Items from a dataset:
"""
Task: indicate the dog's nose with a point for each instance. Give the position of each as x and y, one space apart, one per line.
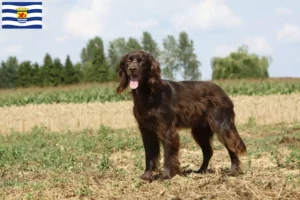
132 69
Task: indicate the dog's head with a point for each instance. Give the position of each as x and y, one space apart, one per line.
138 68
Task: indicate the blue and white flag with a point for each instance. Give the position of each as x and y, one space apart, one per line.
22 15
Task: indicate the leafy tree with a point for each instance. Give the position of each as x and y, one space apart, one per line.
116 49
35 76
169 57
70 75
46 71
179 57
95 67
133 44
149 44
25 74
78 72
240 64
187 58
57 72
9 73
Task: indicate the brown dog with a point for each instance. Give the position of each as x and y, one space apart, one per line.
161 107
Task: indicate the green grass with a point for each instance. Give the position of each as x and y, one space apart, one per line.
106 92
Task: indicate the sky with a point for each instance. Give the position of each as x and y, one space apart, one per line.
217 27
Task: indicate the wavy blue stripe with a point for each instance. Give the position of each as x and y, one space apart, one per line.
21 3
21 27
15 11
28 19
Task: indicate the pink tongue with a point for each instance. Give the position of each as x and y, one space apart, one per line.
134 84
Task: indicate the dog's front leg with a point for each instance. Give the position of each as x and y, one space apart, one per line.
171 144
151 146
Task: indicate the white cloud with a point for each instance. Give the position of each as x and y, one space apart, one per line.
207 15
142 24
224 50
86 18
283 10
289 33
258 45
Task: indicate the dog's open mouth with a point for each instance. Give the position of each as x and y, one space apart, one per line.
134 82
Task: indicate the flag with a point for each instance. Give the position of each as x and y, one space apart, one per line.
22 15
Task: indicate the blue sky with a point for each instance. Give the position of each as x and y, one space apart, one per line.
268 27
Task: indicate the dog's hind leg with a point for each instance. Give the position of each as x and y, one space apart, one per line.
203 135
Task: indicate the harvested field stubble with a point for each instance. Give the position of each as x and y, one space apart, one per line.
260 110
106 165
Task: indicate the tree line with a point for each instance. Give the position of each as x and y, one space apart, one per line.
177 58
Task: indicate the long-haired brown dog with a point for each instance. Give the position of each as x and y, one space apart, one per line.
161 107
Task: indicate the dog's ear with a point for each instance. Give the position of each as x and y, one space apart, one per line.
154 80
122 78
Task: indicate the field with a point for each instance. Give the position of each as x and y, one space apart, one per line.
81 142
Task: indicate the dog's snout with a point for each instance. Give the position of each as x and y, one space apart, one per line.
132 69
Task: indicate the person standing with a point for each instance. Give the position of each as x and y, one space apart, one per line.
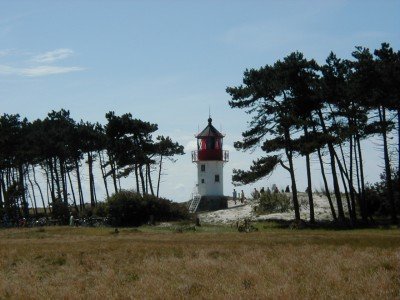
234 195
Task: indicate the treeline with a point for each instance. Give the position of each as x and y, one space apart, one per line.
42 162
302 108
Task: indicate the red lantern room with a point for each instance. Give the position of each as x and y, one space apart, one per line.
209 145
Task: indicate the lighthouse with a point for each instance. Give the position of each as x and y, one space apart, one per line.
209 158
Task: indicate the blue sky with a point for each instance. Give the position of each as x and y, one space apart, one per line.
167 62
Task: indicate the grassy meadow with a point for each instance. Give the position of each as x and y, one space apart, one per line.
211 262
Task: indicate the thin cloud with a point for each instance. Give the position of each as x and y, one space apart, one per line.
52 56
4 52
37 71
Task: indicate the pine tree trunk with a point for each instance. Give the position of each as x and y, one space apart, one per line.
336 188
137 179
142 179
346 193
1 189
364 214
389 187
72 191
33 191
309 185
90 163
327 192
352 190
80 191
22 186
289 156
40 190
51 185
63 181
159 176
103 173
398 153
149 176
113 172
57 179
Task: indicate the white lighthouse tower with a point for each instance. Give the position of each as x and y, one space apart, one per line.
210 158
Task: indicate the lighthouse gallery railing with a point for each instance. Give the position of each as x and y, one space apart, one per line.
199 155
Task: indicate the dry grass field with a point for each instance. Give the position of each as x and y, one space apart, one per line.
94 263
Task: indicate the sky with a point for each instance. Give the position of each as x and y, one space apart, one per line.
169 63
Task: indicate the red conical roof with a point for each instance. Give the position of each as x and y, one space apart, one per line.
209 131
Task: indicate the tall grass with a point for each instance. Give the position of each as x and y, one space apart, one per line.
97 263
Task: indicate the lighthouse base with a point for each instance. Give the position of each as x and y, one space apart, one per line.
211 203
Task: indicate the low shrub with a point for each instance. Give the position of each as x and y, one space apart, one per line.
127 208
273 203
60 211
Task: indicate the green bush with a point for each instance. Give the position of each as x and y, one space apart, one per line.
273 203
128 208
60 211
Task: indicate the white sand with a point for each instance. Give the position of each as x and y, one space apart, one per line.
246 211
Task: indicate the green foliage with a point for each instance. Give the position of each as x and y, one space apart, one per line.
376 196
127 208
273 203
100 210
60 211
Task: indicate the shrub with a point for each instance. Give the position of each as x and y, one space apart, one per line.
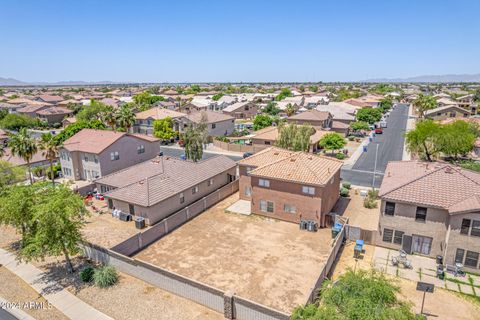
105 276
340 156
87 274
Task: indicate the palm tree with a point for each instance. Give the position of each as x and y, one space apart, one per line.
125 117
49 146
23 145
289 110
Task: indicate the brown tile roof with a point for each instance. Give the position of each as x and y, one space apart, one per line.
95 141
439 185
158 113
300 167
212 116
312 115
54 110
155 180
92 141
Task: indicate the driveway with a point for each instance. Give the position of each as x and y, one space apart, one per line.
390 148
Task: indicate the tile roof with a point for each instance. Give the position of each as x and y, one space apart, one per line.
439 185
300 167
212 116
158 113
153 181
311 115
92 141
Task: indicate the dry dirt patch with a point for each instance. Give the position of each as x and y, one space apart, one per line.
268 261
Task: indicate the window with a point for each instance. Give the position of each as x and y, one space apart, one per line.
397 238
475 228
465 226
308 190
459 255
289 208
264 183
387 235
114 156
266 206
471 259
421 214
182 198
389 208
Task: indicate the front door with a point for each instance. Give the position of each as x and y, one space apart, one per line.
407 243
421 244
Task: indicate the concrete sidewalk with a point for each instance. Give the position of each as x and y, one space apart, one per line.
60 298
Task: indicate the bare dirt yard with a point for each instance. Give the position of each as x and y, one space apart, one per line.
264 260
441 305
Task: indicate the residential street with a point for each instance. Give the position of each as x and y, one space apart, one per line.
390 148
"""
▸ **What the task asks**: Please keep the pictures out and reproduce the records above exactly.

▸ **Solution below**:
Task: indicate the dog's nose with a point for each instance. Give the position of each as x and y, one space apart, one per line.
132 69
Task: indicate the dog's head with a point for each instance. Give the position of each as x and y, one space apart, one per line.
138 68
Task: indicate the blue and white flag with a point for each instance. Give the position of each as x and y, one space apart, one per line.
22 15
Task: indicate the leafy tree with a point for each instance. Give the position of each as x and y, one space apart, one per line.
116 49
35 76
169 57
70 75
46 71
179 57
95 67
133 44
149 44
25 74
78 72
240 64
187 58
57 72
9 73
Task: indicate the brown dog with a point for each instance. Give the position of each as x and y, one space apart, one per line.
161 107
Task: indicate the green grass with a point for each instance. Give the position of each as x and y, one space apart, one per line.
106 92
Task: indicate the sky with a point for each instance. Give the position of each as x and y, one space apart, one per line.
217 27
Task: indicate the wavy blue stripe with a point for each instance. Give the position of each as x and y, one space apart, one per line.
21 3
21 27
15 11
28 19
Task: indicate the pink tongue with a point for each instance. Give the position of each as x and y, one space apart, one per line.
134 84
Task: indicate the dog's front leg with a point for each instance. Give the position of each as x and y, one space apart, one per line.
171 144
151 146
Task: indicate the white cloud with a point for each instance. Give the position of each as x and y, one space apart, one per line.
207 15
142 24
224 50
86 18
283 10
289 33
258 45
Task: indicate the dog's open mouth with a point for each instance. Give the position of each as x and y, one space apart, one per line.
134 82
Task: indicate the flag with a point for each instance. Give the position of each as x and y, one space apart, one per line.
22 15
Task: indicate the blue sky with a point for each instance. Give the position of each as x and y, one space apart, one per line.
268 27
Task: indicate the dog's hind leg with a point for each instance. Give the position of each as x and y, one space apart, one per line.
203 135
Task: indicate the harvested field stubble with a point for each instance. Give the position of each as x and y, one space apart, one per line.
260 110
106 165
Task: indicate the tree line with a point for each instance. Give the position of each as x and y, one space apart, one per line.
177 58
Task: indicate the long-haired brown dog with a point for each instance. Give the position of each as x and y, one space apart, one per line.
161 107
Task: indicate the dog's ear with a point for each instance. Give the position of each as x and y, one space apart, one per line.
154 80
122 78
Task: indicate the field with a point for each instance. Give the position of each as x and y, one space apart, one per line.
81 142
Task: indicate the dog's snout with a point for each instance. Give the position of each as x and y, one space apart, one per line.
132 69
Task: indicate the person standing with a point for each instance. Give the position of each as x and y, one space apart, one per line.
234 195
Task: indicate the treeline with a point for each instance. Give the position of each as x and y, one space apart, one per line.
42 162
302 108
Task: indicate the red lantern room with a point for each instance. Give the position of each as x and y, one space apart, one per line.
209 145
Task: indicate the lighthouse with a point for each instance. Give the position of each as x and y, one space apart, one per line.
209 158
Task: indicate the blue sky with a point for each instance. Give the position of each as x and y, one space apart, one per line.
167 62
Task: indicate the grassy meadow with a point for each instance. Give the position of each as x and y, one space apart, one per line.
211 262
Task: indicate the thin cloud with a point for each instance. Give the position of each as x and y, one space apart, one per line.
52 56
4 52
37 71
Task: indicate the pine tree trunk with a point for each instance. Give the position of each as x and y, one space apart, one per line.
336 188
137 179
142 179
346 193
1 189
364 214
389 187
72 191
33 191
309 185
90 163
327 192
352 190
80 191
22 186
289 156
40 190
51 185
63 181
159 176
103 173
398 153
149 176
113 172
57 179
Task: indicate the white lighthouse tower with a point for each instance. Give the position of each as x and y, one space apart, one per line.
210 158
Task: indicate the lighthouse gallery railing with a point for each instance. Give the position of each as x and y, one space apart, one per line.
199 155
Task: indicate the dry grass field with a point for each instance. Give the position of each as x and y, one space apart, one per line.
94 263
Task: indicate the sky with a point for each instance. Give the position of each as x and y, one space apart, one per line.
169 63
Task: indicate the red conical roof with a point for each instance. Give the position of each as x and y, one space apart, one per line.
209 131
Task: indicate the tall grass with a point for each instance. Give the position of each as x and y, one space apart, one per line.
97 263
Task: indicate the lighthouse base with a point for each instance. Give the position of each as x and y, one space apart, one per line.
211 203
Task: indicate the low shrub with a point for each instance. Give the position of each as x and y, one space apart, one per line.
127 208
273 203
60 211
Task: indicate the green bush with a point for each instance. Give the position of each as x and y, one space apart, one per line.
273 203
128 208
60 211
Task: indicate the white sand with a point for each instance. Give the position of each as x and y, one space apart, one per line.
246 211
Task: indicate the green foliage with a point for each instance. Give the position of each as x and y, one space apart, one per line.
376 196
127 208
273 203
100 210
60 211
Task: indicate the shrub with a point for each instance. Give the position of each as x and y, one space apart, one per line.
105 276
340 156
87 274
Task: indicate the palm tree with a point for each instance. Give the position of each as x and y, one space apart, one per line.
125 117
49 146
23 145
289 110
Task: indicate the brown tile roof with a point for each instance. Give the position of each as x and y, one space apart, one per line.
95 141
439 185
158 113
300 167
212 116
312 115
54 110
155 180
92 141
Task: indicate the driveway with a point for each instance. Give the position of each as x and y, one space apart, one per line.
390 148
Task: indicate the tile roof with a point for each instance. Give the position of each as x and y, one space apart, one per line.
439 185
300 167
212 116
158 113
153 181
311 115
92 141
Task: indicate the dry dirt patch with a point for each instance. Give the position of each as x and y, one space apart, one per line.
268 261
Task: indicate the window with a point for each instance. Give the position of each as x and y, one space apart, one per line.
397 238
475 228
465 226
308 190
459 255
289 208
264 183
387 235
114 156
266 206
471 259
421 214
182 198
389 208
Task: indicate the front door with a point for each instance. Give the position of each as x and y, one space apart, one per line.
407 243
421 244
Task: indicate the concrete sidewalk with a point for each instance. Give the position of each as x and y, one space apart, one per line.
60 298
Task: indicate the bare dirt yard with a point for each instance. Give the position of each as x and y, one space apart, one per line.
264 260
441 305
Task: indicate the residential street with a point for each instance. Give the position of each as x and y, one space apart, one per line.
390 148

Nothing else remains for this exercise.